■ **Given exercise**
Reproduce the listing below word for word, from the line that contains "Reviewer note: every instance of the market" through the last line of the listing, inclusive.

· · ·

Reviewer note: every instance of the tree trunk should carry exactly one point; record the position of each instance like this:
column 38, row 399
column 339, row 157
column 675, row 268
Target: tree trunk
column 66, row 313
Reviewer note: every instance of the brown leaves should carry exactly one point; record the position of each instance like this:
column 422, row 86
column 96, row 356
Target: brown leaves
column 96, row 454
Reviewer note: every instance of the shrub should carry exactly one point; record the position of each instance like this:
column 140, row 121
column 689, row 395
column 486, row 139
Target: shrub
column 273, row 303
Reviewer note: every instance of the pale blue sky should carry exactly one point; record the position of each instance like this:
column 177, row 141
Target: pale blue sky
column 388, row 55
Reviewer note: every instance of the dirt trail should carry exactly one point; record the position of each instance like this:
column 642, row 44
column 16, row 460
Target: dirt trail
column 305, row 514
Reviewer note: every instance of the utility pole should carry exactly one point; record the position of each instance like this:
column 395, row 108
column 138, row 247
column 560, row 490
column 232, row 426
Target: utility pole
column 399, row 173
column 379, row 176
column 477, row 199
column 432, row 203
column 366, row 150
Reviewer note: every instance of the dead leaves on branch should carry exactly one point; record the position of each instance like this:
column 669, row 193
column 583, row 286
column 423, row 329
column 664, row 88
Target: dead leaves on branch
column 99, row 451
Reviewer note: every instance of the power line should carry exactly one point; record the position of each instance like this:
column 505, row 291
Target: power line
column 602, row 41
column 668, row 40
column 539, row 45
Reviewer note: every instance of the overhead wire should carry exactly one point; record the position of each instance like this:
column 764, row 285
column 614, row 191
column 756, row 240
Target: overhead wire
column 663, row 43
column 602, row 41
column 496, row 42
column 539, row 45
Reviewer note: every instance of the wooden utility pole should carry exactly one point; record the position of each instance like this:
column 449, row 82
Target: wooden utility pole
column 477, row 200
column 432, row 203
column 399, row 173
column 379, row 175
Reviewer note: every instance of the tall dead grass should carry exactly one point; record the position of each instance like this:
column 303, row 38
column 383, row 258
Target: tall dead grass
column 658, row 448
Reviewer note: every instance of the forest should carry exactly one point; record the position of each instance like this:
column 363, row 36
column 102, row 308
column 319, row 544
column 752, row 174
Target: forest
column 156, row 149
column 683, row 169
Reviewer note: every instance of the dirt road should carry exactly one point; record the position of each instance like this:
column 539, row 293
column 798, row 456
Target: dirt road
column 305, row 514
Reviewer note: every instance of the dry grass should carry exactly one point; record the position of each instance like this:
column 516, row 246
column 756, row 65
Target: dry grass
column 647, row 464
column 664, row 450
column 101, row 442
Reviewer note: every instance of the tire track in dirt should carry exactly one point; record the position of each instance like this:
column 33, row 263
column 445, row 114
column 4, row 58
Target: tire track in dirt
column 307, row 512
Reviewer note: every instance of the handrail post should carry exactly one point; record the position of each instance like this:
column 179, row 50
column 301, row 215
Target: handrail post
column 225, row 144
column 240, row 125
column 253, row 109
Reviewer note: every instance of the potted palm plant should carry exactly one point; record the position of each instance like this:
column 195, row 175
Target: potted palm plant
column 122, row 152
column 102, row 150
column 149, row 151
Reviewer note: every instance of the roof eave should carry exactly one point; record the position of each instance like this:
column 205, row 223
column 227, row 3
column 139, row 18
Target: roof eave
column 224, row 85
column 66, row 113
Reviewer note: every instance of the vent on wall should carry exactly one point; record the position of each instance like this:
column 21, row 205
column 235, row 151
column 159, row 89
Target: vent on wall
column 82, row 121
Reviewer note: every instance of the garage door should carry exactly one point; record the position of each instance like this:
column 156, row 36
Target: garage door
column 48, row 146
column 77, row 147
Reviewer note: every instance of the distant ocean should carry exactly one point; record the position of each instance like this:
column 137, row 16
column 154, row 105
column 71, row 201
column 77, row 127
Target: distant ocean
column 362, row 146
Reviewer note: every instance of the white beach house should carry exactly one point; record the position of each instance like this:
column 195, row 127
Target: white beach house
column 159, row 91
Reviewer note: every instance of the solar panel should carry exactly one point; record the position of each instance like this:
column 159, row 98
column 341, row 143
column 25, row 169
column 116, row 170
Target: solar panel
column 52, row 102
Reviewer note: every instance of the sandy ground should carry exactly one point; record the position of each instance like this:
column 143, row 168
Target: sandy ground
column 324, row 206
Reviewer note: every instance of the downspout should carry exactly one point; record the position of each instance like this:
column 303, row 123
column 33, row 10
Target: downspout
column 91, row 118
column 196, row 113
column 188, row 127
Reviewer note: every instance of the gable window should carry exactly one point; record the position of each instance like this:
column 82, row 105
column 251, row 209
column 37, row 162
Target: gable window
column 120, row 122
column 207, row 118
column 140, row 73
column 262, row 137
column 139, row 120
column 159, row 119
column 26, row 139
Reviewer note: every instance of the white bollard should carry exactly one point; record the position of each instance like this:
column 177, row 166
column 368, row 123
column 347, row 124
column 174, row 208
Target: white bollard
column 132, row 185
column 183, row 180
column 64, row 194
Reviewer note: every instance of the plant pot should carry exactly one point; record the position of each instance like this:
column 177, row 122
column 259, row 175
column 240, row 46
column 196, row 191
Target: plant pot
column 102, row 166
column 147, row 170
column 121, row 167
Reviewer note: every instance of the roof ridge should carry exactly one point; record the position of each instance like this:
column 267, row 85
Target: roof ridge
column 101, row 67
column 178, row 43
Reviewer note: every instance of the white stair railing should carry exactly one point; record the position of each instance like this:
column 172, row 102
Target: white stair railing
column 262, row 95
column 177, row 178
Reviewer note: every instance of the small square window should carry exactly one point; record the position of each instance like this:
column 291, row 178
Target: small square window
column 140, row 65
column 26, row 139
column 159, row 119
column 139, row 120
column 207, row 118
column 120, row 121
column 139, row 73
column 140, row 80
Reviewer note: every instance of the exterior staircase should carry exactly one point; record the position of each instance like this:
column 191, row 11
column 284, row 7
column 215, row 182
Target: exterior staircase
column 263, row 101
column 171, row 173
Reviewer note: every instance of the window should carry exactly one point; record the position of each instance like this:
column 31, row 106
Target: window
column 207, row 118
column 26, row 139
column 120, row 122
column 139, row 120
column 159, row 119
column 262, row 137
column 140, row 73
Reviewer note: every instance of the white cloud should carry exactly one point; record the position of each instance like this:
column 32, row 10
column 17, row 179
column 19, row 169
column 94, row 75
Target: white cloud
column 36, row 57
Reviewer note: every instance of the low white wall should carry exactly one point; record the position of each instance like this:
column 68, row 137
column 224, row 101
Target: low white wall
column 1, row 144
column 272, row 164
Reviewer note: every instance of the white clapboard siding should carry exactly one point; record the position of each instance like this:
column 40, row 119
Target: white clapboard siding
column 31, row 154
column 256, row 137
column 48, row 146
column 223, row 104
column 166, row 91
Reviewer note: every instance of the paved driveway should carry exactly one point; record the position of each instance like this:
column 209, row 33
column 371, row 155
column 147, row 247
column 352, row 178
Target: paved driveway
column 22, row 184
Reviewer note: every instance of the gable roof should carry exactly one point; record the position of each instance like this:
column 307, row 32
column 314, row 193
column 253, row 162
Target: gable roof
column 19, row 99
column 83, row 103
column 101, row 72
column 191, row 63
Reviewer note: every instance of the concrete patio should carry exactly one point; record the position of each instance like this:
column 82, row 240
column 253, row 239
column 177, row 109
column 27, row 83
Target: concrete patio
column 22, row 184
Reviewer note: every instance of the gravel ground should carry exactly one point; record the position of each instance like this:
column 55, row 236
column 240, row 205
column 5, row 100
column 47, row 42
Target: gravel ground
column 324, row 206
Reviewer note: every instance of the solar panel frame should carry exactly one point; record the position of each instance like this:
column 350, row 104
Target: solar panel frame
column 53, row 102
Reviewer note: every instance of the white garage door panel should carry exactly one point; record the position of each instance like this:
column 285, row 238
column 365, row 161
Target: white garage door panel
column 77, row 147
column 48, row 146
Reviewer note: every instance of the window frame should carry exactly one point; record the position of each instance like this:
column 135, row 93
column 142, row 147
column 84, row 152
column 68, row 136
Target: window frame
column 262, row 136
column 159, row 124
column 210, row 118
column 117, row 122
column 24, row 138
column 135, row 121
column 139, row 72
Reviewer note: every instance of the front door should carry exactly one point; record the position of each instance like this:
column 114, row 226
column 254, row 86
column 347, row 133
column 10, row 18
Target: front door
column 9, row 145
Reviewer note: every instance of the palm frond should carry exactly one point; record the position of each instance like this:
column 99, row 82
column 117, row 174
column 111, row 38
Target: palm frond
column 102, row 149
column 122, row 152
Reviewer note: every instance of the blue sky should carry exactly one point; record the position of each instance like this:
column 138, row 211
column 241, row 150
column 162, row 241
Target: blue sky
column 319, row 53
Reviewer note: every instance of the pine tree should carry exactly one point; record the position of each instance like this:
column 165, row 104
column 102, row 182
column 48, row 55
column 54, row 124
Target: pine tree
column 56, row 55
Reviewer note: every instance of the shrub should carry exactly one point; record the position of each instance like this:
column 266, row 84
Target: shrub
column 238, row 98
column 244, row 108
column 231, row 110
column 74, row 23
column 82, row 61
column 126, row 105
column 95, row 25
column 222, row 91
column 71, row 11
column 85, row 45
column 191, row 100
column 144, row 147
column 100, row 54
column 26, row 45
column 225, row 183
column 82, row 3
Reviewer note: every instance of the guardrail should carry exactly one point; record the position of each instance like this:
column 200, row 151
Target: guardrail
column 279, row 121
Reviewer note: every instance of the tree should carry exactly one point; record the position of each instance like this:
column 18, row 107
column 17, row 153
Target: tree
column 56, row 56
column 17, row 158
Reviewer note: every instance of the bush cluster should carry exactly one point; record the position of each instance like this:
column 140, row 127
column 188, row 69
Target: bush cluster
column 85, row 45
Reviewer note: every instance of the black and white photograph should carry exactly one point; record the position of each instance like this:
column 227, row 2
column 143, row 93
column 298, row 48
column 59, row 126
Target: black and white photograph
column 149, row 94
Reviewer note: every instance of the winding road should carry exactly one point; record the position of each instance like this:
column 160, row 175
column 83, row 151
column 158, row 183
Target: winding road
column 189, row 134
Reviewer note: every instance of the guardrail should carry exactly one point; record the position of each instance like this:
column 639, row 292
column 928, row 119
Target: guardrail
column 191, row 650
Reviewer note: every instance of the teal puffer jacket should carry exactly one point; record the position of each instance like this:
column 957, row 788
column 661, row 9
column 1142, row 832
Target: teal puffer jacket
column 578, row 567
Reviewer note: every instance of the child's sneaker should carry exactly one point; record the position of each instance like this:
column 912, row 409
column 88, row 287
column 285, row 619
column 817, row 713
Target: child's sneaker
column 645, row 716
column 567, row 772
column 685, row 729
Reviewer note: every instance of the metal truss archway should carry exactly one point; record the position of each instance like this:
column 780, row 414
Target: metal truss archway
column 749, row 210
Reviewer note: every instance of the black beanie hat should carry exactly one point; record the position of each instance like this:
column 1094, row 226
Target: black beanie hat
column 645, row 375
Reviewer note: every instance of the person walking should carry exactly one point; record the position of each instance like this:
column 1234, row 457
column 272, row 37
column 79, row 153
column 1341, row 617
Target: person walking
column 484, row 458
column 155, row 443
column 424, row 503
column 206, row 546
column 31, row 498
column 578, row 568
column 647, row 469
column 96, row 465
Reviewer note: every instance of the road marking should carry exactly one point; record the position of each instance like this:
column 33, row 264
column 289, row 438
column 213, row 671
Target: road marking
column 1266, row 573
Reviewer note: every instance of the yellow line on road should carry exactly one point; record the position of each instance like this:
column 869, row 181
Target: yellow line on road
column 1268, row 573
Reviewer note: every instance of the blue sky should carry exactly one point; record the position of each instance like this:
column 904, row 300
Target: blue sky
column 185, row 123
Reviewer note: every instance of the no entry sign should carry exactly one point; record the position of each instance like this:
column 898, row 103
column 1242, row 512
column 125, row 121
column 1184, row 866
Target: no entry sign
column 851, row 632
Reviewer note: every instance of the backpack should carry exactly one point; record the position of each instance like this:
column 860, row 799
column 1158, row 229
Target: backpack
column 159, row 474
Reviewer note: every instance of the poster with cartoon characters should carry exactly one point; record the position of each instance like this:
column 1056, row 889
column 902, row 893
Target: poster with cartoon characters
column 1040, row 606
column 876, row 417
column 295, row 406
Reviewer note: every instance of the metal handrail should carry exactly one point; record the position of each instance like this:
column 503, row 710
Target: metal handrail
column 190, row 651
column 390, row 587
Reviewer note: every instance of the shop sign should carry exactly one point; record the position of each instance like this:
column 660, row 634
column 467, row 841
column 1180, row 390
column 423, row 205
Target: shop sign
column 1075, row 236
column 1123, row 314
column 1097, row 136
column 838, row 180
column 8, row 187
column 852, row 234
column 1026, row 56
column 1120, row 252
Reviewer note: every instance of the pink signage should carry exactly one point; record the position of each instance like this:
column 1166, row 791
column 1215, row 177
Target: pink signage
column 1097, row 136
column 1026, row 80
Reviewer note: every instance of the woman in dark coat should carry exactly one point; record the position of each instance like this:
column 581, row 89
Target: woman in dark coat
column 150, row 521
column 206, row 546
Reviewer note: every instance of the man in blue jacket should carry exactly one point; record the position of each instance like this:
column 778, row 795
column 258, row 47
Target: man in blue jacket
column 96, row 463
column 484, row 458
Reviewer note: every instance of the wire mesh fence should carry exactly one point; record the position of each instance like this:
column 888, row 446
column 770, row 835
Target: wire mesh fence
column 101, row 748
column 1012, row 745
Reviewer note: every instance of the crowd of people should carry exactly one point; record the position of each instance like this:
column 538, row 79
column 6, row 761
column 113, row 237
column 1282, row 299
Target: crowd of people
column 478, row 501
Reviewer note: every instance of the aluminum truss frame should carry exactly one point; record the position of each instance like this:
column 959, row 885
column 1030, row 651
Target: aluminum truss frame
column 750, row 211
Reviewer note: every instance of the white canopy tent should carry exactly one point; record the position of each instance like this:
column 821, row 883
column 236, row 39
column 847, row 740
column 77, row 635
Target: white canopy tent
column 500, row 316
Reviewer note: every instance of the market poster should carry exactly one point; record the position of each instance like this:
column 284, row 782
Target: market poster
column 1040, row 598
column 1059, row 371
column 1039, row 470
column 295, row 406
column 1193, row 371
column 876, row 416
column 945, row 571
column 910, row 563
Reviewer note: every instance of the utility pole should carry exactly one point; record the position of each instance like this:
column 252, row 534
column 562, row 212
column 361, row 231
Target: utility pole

· · ·

■ **Reply to the task**
Reviewer note: every instance of the market poster should carry exactly one point; record the position of each instance like this:
column 284, row 782
Target: market poster
column 1040, row 598
column 1059, row 371
column 1039, row 470
column 295, row 406
column 1193, row 371
column 876, row 416
column 945, row 571
column 910, row 563
Reviewer note: every instance of the utility pole should carry exactly one point; record the position of each instance like this:
column 252, row 534
column 562, row 212
column 361, row 231
Target: utility pole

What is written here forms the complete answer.